▶ [TO BE DONE]:
[1] According to the article on Wanjiru Mbugua's election, whom did she replace as a CAT Vice President?
[2] Write out the stretch of the article on Wanjiru Mbugua's election from "Then the 49-year-old" through "was naturally hers.", copying it word for word.

▶ [TEXT SHOWN]:
↓
What you need to know:
- Against all odds, Mbugua, the Tennis Kenya Secretary General, was elected, trouncing her challenger Zayya Mahmoud from Comoros after garnering six against five votes
- It was a historic moment for gender equality in tennis in the region as two women were elected to CAT executive for the first time with Mbugua being joined by Fatime Kanté from Seychelles as CAT Women Representative
- Mbugua's leadership skills are perhaps inborn having single-handedly set up a fully operational Tennis Kenya secretariat at Nairobi Club while still a student at Daystar University back in 1995
"Yes, you have one of the richest curriculum vitae in sports especially tennis but we feel it’s not yet your time."
That was the response from some of the delegates at the 50th Confederation of African Tennis (CAT) Elective General Assembly (AGM), who openly told Wanjiru Mbugua off.
During the AGM held on October 27, in Nairobi, all the five CAT Zones were to hold their respective AGMs with those winning the presidency automatically becoming CAT Vice Presidents.
The newly created Women’s Representative post at the main CAT AGM was also to be contested for.
Then the 49-year-old mother of three pulled out her racket, tossed herself to the courts to contest for the CAT Zone IV Presidency, bypassing Women’s Representative post that many thought was naturally hers.
With no proper campaign skills or strategy, it was a tough call for Mbugua as she did not know how the 12 countries would vote. Some of the delegates had even vowed not to vote for her!
Against all odds, Mbugua, the Tennis Kenya Secretary General, was elected, trouncing her challenger Zayya Mahmoud from Comoros after garnering six against five votes.
The two candidates had tied with five votes each after the first round of voting with one vote being marked as spoilt before Mbugua won in the second round to become the first female CAT Zone IV President and CAT Vice President.
Mbugua automatically became one of the CAT Vice Presidents, replacing another Kenya Patrick Gichira, who had served for 12 years.
The elections, that featured 12 members were presided over by the President of the International Tennis Federation (ITF) David Haggerty of the United States.
↑
▶ [GIVEN INFORMATION]:
↓
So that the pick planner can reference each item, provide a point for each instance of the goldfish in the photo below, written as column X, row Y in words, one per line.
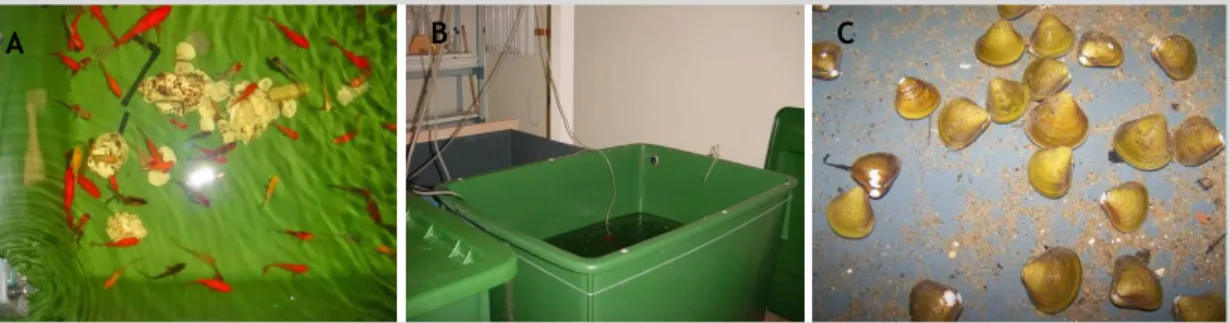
column 115, row 275
column 96, row 12
column 247, row 91
column 214, row 284
column 178, row 124
column 119, row 243
column 295, row 269
column 292, row 35
column 288, row 132
column 374, row 210
column 90, row 188
column 75, row 42
column 111, row 81
column 357, row 60
column 71, row 63
column 170, row 272
column 153, row 19
column 268, row 189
↑
▶ [SOLUTION LIST]:
[1] Patrick Gichira, a Kenyan who had served for 12 years.

[2]
Then the 49-year-old mother of three pulled out her racket, tossed herself to the courts to contest for the CAT Zone IV Presidency, bypassing Women’s Representative post that many thought was naturally hers.